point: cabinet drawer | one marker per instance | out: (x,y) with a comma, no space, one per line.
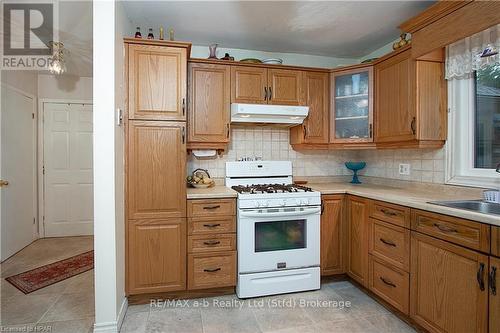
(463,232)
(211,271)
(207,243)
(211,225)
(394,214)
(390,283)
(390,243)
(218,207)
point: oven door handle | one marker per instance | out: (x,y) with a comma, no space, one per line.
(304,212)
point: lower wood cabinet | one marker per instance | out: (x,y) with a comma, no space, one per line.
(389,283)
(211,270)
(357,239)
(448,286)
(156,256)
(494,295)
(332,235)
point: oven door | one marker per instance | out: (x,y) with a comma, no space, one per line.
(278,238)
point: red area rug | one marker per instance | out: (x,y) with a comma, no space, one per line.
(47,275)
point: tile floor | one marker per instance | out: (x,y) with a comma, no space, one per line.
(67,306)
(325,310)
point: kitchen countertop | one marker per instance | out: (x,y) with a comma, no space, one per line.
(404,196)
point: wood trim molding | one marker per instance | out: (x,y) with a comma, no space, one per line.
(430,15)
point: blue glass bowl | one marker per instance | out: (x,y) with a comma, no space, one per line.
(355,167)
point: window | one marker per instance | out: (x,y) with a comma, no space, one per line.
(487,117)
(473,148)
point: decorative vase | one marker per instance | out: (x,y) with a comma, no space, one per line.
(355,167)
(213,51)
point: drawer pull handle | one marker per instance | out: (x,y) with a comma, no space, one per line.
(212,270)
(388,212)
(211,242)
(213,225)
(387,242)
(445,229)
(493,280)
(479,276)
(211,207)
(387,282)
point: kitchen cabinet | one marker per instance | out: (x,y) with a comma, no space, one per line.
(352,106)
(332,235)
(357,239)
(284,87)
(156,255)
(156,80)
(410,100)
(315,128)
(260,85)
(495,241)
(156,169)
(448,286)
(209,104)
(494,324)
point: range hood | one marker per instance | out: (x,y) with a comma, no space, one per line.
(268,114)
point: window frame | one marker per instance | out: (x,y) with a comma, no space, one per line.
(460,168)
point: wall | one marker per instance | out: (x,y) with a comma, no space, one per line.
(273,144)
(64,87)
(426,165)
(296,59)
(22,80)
---
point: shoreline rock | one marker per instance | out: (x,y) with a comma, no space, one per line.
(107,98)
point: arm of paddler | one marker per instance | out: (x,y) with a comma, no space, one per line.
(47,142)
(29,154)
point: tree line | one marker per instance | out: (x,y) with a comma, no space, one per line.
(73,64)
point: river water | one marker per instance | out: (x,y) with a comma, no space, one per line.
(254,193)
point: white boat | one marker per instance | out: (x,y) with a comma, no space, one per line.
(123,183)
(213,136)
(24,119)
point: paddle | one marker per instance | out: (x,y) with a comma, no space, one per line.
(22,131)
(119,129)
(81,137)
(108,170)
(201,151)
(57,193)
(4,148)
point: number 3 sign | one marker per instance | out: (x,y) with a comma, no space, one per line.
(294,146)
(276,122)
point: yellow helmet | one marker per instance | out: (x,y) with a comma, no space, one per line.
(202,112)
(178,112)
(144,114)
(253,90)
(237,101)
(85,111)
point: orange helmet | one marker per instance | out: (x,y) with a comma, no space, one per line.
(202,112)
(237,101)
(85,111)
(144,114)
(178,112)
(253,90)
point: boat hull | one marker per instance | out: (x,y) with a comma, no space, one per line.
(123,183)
---
Report how many lines of the entries above contain the string "handle", counting only matches with the same capitalization. Give the number alone.

- Task answer
2